Assignment
Your reply must consist of the data below, reproduced character for character.

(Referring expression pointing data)
=== Section Start ===
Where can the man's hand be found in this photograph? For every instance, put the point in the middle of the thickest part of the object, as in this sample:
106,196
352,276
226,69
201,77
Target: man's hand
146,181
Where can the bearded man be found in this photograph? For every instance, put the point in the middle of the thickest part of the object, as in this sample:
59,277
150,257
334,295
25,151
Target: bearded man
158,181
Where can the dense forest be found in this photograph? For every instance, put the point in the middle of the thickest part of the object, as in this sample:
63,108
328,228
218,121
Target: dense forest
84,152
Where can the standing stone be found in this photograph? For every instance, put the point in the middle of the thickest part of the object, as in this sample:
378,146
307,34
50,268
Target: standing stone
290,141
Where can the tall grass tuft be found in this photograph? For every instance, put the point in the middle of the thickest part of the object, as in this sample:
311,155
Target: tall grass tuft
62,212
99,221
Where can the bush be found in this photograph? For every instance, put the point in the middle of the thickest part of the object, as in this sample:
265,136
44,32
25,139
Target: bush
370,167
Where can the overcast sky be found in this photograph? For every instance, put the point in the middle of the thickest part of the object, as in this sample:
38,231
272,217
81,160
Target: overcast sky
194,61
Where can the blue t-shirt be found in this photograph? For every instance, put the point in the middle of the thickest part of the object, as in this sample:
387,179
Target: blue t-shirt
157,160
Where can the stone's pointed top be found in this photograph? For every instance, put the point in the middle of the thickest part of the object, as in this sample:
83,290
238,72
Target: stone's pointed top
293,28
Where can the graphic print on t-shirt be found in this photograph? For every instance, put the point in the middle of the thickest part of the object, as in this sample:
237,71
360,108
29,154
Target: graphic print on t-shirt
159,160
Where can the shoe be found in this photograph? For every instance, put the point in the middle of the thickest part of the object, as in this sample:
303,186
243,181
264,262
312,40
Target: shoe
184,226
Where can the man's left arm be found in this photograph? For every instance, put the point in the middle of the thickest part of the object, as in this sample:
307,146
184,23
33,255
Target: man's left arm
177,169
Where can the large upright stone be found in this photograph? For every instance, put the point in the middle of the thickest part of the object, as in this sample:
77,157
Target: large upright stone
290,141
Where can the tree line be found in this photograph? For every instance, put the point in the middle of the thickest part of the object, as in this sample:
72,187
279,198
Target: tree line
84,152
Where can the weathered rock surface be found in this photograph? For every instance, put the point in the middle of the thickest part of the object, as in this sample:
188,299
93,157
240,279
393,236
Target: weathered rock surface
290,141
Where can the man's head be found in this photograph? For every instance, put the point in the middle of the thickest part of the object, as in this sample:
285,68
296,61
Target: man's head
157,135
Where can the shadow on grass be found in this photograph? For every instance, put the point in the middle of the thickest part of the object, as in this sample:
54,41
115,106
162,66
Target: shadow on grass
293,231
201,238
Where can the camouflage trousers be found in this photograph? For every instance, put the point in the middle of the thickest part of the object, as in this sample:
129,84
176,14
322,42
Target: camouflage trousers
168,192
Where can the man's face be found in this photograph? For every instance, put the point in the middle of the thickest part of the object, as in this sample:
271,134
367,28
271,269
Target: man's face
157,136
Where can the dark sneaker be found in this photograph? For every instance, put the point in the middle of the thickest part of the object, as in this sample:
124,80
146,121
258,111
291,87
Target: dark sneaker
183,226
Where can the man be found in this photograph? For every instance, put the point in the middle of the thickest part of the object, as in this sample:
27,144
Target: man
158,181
=== Section End ===
Solved problem
Where can the man's hand be found in this photograph? For every instance, put the point in the middle of the thickest part of the object, as in this sample:
106,196
352,276
226,69
201,77
Target: man's hand
146,181
Where can the bearded man be found in this photograph? For every instance, put the point in the middle of the thickest part of the object, as in this sample:
59,277
150,257
334,295
25,151
Target: bearded man
158,181
Where can the dense forest be found in this photograph? For every instance, put the point in the middle of the thickest part of the object, as in this sample:
63,108
328,228
218,121
Target: dense forest
84,152
Where can the standing stone be found in this photograph? For every instance, put the point in the middle of the thickest part of the object, as in this sample:
378,146
307,34
50,268
Target: standing stone
290,141
Where can the tall grass tuft be found in this photograph? For every instance, put the point in the middle of the thickest part of the object, as in this sample:
311,155
Target: tall grass tuft
62,212
99,221
Where can the bush be found in this photograph? For every instance, put the point in the middle of the thickest part of the object, as in this sample:
265,136
44,32
25,139
Target: bush
370,167
Where can the overcast sky be found in this photograph? For every instance, put the point in the middle of the thickest part of the object, as in this sample:
38,231
272,217
81,160
Target: overcast sky
194,61
Where can the blue t-shirt be found in this photograph? For every instance, put the point in the middle of the thickest part of the object, as in this sample:
387,179
Target: blue t-shirt
157,160
Where can the stone's pointed top be found in this photograph? For every instance, put the point in the middle of the thickest part of the object, as in this sample:
83,290
238,72
Target: stone's pointed top
293,28
Where can the graphic print on t-shirt be found in this photograph? For every instance, put the point in the middle of the thickest part of the object, as in this sample:
237,71
360,108
29,154
Target: graphic print on t-shirt
159,160
Where can the shoe be found in this photograph? For every instance, put the point in the middle of the thickest part of the object, as in this sample:
303,186
243,181
264,262
312,40
Target: shoe
184,226
Where can the man's left arm be found in this photograph? For every instance, put the point in the middle of the thickest part of the object, as in this sample:
307,146
184,23
33,255
Target: man's left arm
177,169
Where can the large upright stone be found in this photograph? For every instance, put the point in the middle of the thickest part of the object, as in this sample:
77,157
Target: large upright stone
290,141
Where can the tree line be found in this photograph? For every instance, put the point in the middle of the thickest part of the object, as in this sample:
72,187
279,198
Target: tree line
84,152
Where can the weathered rock surface be found in this photograph? For every instance, put the point in the middle of the thickest part of the object, as in this sample:
188,299
93,157
240,279
393,236
Target: weathered rock surface
290,141
Where can the man's head be found in this photograph? For every instance, put the point in the middle of the thickest part of the object, as in this sample:
285,68
296,61
Target: man's head
157,135
Where can the shadow on grass be found in this photograph? For every instance, put the point in the middle of the thickest part of the object, as in this sample:
54,41
115,106
162,66
Target: shadow on grass
293,231
201,238
Where can the camouflage trousers be found in this photograph? For every instance, put the point in the middle of the thickest part of the object, as in this sample:
129,84
176,14
322,42
Target: camouflage trousers
168,192
Where can the man's face be found in this photograph? For every instance, put the point in the middle of the thickest part of the object, as in this sample:
271,134
367,28
271,269
Target: man's face
157,136
Where can the dark sneaker be found in this photograph? For every instance, put the point in the middle of the thickest part of the object, as in this sample:
124,80
146,121
258,111
291,87
Target: dark sneaker
183,226
Where can the man be found in this photograph? For every instance, put the point in the middle of the thickest part of the object, as in this sample:
27,144
Target: man
158,181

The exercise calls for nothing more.